[Opening RECORDS SHOWN section]

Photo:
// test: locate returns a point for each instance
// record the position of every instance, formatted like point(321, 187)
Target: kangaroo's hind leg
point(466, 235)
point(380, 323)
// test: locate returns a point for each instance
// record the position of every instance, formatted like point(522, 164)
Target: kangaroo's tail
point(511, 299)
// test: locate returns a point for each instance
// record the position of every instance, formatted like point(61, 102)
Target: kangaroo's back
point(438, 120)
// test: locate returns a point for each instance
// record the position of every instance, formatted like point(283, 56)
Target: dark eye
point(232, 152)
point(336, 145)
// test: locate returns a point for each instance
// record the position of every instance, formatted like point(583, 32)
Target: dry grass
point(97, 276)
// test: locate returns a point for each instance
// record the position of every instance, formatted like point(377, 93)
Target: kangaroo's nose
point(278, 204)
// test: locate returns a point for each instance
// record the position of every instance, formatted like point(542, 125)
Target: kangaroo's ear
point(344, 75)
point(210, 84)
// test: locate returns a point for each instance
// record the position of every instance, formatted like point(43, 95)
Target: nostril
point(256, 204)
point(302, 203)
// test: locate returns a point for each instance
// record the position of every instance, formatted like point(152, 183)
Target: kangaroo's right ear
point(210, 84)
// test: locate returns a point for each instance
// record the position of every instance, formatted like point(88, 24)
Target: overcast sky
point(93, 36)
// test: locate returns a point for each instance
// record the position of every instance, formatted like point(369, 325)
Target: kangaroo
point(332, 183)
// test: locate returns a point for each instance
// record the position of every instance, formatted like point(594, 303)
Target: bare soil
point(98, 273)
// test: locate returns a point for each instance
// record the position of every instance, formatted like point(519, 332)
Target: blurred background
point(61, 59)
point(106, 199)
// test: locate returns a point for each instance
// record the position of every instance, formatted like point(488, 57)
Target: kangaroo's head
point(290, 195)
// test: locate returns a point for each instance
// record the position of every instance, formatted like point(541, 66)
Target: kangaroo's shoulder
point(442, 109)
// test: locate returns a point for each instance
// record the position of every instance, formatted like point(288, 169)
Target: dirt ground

[Closing RECORDS SHOWN section]

PROBLEM REQUIREMENTS.
Set down the data once more, exactly as shown above.

SOLVED EXERCISE.
Photo:
// test: locate returns a point for each instance
// record the position of every instance, formatted like point(321, 187)
Target: kangaroo's hind leg
point(466, 235)
point(380, 323)
// test: locate returns a point for each instance
// record the position of every instance, formatted like point(522, 164)
Target: kangaroo's tail
point(511, 299)
// test: locate returns a point for each instance
// record the position of every instance, formatted like point(61, 102)
Target: kangaroo's back
point(438, 120)
// test: locate returns a point for each instance
// record the position of every instance, formatted like point(283, 56)
Target: dark eye
point(232, 152)
point(336, 145)
// test: locate returns a point for each instance
// record the position of every instance, formatted like point(583, 32)
Target: dry grass
point(97, 276)
// test: locate returns a point for each instance
// record the position of every instance, formatted like point(377, 93)
Target: kangaroo's nose
point(278, 204)
// test: locate returns a point for each instance
// record the position of every instance, formatted like point(542, 125)
Target: kangaroo's ear
point(344, 75)
point(210, 84)
// test: locate returns a point for each instance
// record the position of every instance, formatted like point(43, 95)
Target: nostril
point(256, 204)
point(302, 203)
// test: locate returns a point for each instance
// record the position of every instance, formatted like point(152, 183)
Target: kangaroo's right ear
point(210, 84)
// test: locate returns a point for each instance
// record the position of every instance, formatted like point(88, 24)
Target: overcast sky
point(93, 36)
// test: locate returns a point for each instance
// record the position of every instance, formatted like point(369, 325)
Target: kangaroo
point(332, 183)
// test: locate returns a point for each instance
// record the position of every instance, formatted like point(594, 303)
Target: bare soil
point(98, 273)
// test: locate returns a point for each instance
// record the position of every instance, formatted like point(519, 332)
Target: blurred background
point(61, 59)
point(106, 199)
// test: locate returns a point for each instance
// record the position of every instance, formatted like point(488, 57)
Target: kangaroo's head
point(290, 195)
// test: locate returns a point for each instance
// record the position of every instance, formatted like point(541, 66)
Target: kangaroo's shoulder
point(442, 109)
// test: locate returns a point for each instance
// record the position of every instance, formatted like point(288, 169)
Target: dirt ground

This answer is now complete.